:: What you will do ::
[a] According to the Stems book review, who took the photographs collected in the book?
[b] Extend the music blog text, picking up after its last line.

:: Reading text ::
********************

Wednesday, April 30, 2014

The Stems - 1984-1987 - under review

Update 5/1/14:  I've just learned that plenty of copies of the Stems book are still available direct from High Voltage Publishing

I think this is only the second book review I've offered on Wilfully Obscure, so here goes.  In the '80s, there were more than a few decent garage/psych revivalists to emanate from the land down under.  For my money, two that really stood out were the Lime Spiders and The Stems.  While the Spiders' collective legs seemed to web their way around the world for their proverbial fifteen minutes, the geographic challenge was more daunting for Perth's Stems, whom I don't believe made any inroads in North America save for a cut on the Young Einstein soundtrack (embarrassing times, I know).  Yet the Stems, helmed by demigod-in-the-making Dom Mariani, were responsible for some of the most pristine and quintessentially definitive garage rock songs ever produced from that era, deliberately retro as they may have been.  You see, while the Lime Spiders resided on the trashy, punk side of the continuum, Mariani and Co, were steeped in all things beat, Mersey and mod.

George Matzkov's The Stems1984-87, is a primo keepsake of dozens of professional quality black and white photos of the band snapped at all phases of their tenure.  But why a pictorial anthology of this band, who had a predominantly regional following?  Much like opting to scale Mount Everest, "Because it's there."  In the case of Matzkov, the photos - hundreds of them perhaps, were "there," languishing in shoeboxes, and warranted a larger audience.  1984-87 charts the Stems evolution from mop-topped coiffed rascals to modestly more contemporary looking young-adults by books end.  The Stems farfisa-laden tunes, while impeccably performed, weren't particularly serious or weighty.  To the contrary, the pictures consistently reveal the quartet in an almost unflinchingly austere and distinguished demeanor.  The Dead Milkmen and Oingo Boingo should have been so lucky as to have had Matzkov document their respective trajectories, but I digress.  I'm keeping my fingers crossed for a second pressing of this slim but impressive visual dossier.

Accompanying the book is a CD of live Stems material, culled from multiple concerts, some of which were heavy on covers, and fitting ones at that - The Stones, Count V, Easybeats, Blues Magoos, and even the Plimsouls all get the Stems makeover.  In the link below, I've set you up with two tracks from the disk, plus a pair of Stems classic studio sides, that were anthologized on Citadel Records Buds anthology.  You'll also be treated to one song apiece from Dom Mariani's excellent power pop act The Someloves (who ran concurrently with the Stems) and his even more prolific '90s outfit, DM3.  I've even tossed in a few page spreads of the book to whet your appetite.  The Stems 1984-87 is available from High Voltage books in Australia. 


The Stems
Tears Me in Two
Psychotic Reaction (live)
Zero Hour (live)

Someloves - Back on Side With You
DM3 - 1x2x Devastated


Tuesday, April 29, 2014

Crocodile Shop - Head ep (1987, Susstones)

********************

:: Given data ::
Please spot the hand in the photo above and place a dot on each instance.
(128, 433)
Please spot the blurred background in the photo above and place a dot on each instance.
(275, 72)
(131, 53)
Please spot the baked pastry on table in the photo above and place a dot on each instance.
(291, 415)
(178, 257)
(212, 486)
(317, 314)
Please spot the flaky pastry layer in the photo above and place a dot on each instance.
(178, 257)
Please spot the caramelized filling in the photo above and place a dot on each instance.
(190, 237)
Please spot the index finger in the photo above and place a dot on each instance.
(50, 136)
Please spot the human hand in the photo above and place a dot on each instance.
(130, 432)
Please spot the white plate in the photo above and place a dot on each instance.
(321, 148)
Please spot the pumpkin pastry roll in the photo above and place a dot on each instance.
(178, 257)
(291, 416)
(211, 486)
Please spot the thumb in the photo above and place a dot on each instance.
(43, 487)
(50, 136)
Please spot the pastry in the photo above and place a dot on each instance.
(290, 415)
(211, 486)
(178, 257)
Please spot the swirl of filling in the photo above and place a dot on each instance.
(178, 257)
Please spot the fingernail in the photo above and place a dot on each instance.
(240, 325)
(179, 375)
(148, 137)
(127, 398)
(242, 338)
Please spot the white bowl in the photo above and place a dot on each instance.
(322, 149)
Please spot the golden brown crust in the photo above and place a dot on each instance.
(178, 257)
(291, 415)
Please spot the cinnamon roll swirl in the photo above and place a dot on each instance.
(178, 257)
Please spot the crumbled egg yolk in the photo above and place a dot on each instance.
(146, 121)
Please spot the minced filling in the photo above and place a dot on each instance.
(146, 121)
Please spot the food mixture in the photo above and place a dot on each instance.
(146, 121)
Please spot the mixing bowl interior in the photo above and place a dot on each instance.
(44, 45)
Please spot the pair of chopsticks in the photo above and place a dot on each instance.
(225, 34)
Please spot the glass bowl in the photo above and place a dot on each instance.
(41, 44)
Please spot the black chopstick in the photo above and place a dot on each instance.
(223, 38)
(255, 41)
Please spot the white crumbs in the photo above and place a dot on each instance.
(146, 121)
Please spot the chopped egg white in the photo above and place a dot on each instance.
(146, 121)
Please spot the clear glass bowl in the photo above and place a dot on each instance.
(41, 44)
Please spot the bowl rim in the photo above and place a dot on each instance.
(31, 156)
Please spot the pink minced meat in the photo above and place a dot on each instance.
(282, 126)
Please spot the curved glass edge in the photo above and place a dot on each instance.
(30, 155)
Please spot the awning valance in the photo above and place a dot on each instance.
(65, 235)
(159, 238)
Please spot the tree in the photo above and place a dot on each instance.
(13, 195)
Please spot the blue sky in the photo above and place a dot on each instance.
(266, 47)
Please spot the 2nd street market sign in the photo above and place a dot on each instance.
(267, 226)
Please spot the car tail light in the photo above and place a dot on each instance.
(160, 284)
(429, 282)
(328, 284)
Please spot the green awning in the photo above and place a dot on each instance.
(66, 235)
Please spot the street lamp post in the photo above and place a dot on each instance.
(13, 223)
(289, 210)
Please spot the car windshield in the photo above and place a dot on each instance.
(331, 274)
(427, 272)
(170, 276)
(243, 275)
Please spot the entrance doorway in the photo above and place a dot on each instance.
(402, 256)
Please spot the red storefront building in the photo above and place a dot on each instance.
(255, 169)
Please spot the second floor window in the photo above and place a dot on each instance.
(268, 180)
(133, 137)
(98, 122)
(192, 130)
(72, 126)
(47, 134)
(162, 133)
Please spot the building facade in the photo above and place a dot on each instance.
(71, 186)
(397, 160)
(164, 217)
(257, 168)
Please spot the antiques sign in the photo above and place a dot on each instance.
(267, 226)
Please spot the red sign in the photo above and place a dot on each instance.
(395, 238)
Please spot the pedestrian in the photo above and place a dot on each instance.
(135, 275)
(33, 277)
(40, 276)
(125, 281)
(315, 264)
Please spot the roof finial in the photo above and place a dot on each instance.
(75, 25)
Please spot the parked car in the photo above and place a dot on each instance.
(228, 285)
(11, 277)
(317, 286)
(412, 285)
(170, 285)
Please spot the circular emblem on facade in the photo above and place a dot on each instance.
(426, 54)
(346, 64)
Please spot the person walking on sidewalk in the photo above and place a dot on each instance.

********************

:: Answers to each task ::
[a] George Matzkov

[b]
Crocodile Shop underwent an unbelievable and IMO, unfortunate metamorphosis not long after this extremely promising ep was released.  A brief synopsis can be read on their Wiki page, but I prefer to speak only to their Head ep, issued on the Minneapolis-based Susstones Records.   Head's five numbers were a synthesis of what Game Theory and Let's Active had served up just a few years beforehand, albeit Crocodile Shop slightly retooled that winsome formula with a tad more aggression.  In fact, this (mostly) excellent disk could've easily passed for a Mitch Easter production.  For the record, the band later disavowed it.  I should add the last two songs, "Think of Things" and "Eyes Getting Louder," merge right into each other.  I did my best at editing the transition, strictly by personal estimation.  Hope you like.

01. April Reigns
02. Superheroes
03. Along For the Ride
04. Think of Things
05. Eyes Getting Louder


Monday, April 28, 2014

Springtide will lift me, take me across...

Should've been huge.  Reissue of 1986 classic with six bonus tracks.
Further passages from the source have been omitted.